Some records

** START **

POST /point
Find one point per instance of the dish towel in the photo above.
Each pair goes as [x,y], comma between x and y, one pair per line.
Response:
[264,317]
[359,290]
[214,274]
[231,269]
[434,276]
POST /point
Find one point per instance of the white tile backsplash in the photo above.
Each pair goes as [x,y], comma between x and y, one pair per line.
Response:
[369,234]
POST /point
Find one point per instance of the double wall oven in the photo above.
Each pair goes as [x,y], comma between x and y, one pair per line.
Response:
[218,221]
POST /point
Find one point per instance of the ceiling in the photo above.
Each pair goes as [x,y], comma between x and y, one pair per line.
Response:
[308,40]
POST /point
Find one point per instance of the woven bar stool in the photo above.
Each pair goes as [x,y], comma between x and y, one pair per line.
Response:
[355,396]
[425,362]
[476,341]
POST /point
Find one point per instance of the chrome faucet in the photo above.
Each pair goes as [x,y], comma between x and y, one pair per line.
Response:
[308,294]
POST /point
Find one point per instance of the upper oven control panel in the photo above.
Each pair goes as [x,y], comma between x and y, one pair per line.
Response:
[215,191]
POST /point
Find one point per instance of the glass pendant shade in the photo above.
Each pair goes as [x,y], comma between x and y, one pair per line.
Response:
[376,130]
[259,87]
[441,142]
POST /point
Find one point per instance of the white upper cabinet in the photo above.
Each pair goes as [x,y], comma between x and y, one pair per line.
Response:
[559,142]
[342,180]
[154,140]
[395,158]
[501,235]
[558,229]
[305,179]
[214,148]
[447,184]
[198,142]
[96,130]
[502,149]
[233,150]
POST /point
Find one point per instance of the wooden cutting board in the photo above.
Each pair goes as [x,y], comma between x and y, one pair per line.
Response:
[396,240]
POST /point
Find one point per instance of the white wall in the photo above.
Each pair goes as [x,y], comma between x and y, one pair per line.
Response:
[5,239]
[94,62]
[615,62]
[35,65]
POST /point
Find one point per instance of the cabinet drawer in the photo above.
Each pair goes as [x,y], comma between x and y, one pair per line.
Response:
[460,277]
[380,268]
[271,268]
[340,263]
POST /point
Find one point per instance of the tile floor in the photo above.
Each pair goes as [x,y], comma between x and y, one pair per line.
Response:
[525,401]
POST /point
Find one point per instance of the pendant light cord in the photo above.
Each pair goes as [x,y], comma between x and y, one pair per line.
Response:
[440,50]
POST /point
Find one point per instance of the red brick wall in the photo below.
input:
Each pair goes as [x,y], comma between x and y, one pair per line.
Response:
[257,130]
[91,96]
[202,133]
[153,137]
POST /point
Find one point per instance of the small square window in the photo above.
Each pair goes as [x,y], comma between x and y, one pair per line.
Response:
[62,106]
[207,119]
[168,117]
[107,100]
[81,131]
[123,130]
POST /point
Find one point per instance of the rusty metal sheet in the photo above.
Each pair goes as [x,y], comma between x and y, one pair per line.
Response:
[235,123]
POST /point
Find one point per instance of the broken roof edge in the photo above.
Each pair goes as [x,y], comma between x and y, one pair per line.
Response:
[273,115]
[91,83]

** END **
** START **

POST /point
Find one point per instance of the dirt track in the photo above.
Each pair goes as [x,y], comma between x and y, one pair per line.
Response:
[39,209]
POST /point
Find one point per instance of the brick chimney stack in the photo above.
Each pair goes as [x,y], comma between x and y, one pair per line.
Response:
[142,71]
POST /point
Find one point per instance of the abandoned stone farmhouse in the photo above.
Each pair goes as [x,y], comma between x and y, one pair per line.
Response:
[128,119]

** END **
** START **

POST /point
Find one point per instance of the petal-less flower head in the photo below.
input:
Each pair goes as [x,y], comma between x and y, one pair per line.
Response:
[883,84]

** END **

▶ **Exercise description**
Pull out every line in the items above that contains the string "white".

▶ **Answer below**
Find one point per instance of the white tile backsplash in the photo above.
Find one point per instance of the white upper cabinet in the photo above.
Find one point per instance of the white wall in the photo above.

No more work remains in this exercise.